The flip-flop on whether alcohol is good for you (2023)

Social function and subjective experience

  • Many describe alcohol as a “social lubricant” that eases anxiety, deepens conversation, and helps people relax or celebrate, especially at weddings, big milestones, or with old friends.
  • Others say alcohol is unnecessary for good socializing; they socialize fine sober and see drinking as cultural conditioning.
  • Experiences differ sharply: some feel a pleasant buzz, creativity, or warmth; others only get sleepiness, cognitive dulling, or anxiety, and some feel nothing positive at all.
  • Several note that the “better” version of themselves when drinking already exists without alcohol; they see alcohol as a shortcut to behaviors that can be trained.

Health risks, benefits, and evidence

  • Multiple comments cite that “no level of alcohol consumption is safe” for physical health, with specific mention of cancer and cardiovascular risk.
  • Others emphasize tiny absolute risks at the individual level versus large aggregate harms at population scale.
  • Mendelian randomization studies are highlighted as key newer evidence undermining earlier “protective” narratives and helping explain the apparent flip‑flop.
  • Personal stories of severe alcoholism (ICU stays, withdrawals, deaths) underscore that some people “can’t stop,” and early heavy use is depicted as a dangerous gamble.
  • Some argue alcohol can reduce stress and indirectly support health through social connection; others counter that long‑term it worsens anxiety via GABA system effects.

Nutrition science and “flip‑flop” skepticism

  • Many are skeptical of nutrition headlines in general, seeing long cycles of reversal (fat, carbs, wine, etc.), driven by weak observational studies, confounding, industry influence, and media clickbait.

DIRECTIONS FOR THIS TASK: According to the alcohol summary, which kind of studies is highlighted as key newer evidence undermining earlier "protective" narratives? Nothing in the rows is needed.

Stored data entries:
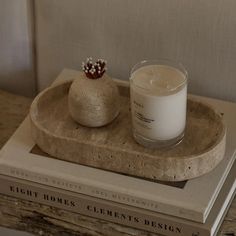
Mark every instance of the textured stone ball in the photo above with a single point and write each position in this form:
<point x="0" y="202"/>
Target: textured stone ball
<point x="93" y="102"/>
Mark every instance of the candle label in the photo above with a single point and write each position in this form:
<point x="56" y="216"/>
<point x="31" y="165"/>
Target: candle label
<point x="158" y="117"/>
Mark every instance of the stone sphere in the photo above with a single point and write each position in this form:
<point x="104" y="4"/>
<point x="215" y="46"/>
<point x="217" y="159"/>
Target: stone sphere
<point x="93" y="102"/>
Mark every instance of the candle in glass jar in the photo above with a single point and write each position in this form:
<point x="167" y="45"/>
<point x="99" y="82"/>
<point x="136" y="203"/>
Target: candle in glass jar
<point x="158" y="103"/>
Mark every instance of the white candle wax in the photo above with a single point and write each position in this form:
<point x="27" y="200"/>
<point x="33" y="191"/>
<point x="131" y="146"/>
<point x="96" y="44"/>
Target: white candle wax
<point x="158" y="102"/>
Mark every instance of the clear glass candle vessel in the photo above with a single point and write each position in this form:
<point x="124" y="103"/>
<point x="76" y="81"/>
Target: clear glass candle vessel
<point x="158" y="92"/>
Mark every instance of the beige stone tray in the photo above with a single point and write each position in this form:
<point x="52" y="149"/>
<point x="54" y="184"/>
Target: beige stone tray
<point x="113" y="148"/>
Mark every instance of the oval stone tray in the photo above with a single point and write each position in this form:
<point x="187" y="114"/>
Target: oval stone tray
<point x="113" y="148"/>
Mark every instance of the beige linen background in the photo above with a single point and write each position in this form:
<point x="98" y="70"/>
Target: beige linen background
<point x="199" y="33"/>
<point x="16" y="47"/>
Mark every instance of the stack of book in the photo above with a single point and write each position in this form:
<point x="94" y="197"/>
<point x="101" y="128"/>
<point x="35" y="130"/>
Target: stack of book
<point x="194" y="207"/>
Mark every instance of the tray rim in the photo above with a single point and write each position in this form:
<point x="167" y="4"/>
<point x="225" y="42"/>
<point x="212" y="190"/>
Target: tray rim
<point x="220" y="140"/>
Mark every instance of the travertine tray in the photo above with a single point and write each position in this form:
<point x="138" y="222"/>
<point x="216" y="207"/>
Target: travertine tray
<point x="113" y="148"/>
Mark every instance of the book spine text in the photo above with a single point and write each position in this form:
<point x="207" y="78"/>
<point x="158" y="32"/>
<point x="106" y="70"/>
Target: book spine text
<point x="97" y="208"/>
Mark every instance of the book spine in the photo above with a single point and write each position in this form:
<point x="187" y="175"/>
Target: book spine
<point x="101" y="209"/>
<point x="96" y="191"/>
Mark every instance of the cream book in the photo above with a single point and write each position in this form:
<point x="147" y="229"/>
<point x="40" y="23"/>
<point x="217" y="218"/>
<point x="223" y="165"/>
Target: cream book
<point x="121" y="213"/>
<point x="192" y="199"/>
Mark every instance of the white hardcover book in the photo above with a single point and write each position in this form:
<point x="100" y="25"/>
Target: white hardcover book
<point x="191" y="201"/>
<point x="121" y="213"/>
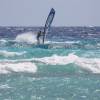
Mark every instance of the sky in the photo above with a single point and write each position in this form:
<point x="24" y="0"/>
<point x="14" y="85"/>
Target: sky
<point x="35" y="12"/>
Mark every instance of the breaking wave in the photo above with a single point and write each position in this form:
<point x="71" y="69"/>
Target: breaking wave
<point x="28" y="67"/>
<point x="5" y="53"/>
<point x="88" y="64"/>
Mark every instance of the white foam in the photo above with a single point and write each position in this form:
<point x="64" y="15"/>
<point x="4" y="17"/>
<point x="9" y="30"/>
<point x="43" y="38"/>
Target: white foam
<point x="17" y="67"/>
<point x="90" y="64"/>
<point x="29" y="37"/>
<point x="11" y="54"/>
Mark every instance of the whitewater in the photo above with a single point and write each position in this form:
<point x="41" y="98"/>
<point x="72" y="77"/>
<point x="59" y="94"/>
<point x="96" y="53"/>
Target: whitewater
<point x="66" y="67"/>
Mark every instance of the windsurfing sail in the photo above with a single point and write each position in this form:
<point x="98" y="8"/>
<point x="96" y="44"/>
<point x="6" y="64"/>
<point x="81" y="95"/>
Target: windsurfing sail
<point x="48" y="22"/>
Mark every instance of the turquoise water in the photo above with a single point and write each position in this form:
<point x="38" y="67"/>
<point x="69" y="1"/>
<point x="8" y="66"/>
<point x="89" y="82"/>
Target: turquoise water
<point x="65" y="70"/>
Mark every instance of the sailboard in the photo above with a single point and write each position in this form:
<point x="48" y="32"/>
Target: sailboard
<point x="48" y="23"/>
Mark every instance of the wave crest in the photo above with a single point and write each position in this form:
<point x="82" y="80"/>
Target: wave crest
<point x="6" y="68"/>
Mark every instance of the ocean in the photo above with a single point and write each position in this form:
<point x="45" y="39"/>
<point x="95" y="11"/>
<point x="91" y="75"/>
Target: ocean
<point x="66" y="67"/>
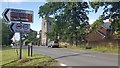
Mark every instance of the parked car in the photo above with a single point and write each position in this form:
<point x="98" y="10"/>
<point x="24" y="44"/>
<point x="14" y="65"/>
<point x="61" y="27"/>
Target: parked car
<point x="53" y="44"/>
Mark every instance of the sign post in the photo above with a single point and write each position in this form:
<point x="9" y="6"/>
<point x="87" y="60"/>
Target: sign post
<point x="21" y="44"/>
<point x="18" y="15"/>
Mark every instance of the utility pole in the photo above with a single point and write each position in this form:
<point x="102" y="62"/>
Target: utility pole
<point x="21" y="44"/>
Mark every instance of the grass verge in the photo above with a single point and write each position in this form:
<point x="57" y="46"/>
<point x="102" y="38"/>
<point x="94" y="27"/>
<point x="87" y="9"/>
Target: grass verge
<point x="11" y="58"/>
<point x="98" y="49"/>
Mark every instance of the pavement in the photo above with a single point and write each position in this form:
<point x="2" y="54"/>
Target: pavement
<point x="68" y="57"/>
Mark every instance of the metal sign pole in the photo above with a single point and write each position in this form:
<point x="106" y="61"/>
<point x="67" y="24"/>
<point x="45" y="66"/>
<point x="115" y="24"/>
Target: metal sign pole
<point x="21" y="44"/>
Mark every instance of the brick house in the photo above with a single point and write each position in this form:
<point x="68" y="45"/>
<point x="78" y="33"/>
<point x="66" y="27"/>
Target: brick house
<point x="101" y="34"/>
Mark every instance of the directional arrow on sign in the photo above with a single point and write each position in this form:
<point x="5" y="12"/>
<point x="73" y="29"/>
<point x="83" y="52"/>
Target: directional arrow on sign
<point x="6" y="14"/>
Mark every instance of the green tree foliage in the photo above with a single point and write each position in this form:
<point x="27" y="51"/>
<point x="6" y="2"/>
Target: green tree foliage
<point x="71" y="19"/>
<point x="96" y="25"/>
<point x="6" y="33"/>
<point x="112" y="12"/>
<point x="31" y="37"/>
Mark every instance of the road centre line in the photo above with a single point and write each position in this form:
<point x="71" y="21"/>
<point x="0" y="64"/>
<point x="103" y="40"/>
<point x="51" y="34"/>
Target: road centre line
<point x="61" y="64"/>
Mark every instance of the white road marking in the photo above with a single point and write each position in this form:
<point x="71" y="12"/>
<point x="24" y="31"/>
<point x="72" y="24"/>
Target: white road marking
<point x="89" y="55"/>
<point x="61" y="64"/>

REPLY: Mendelian randomization studies.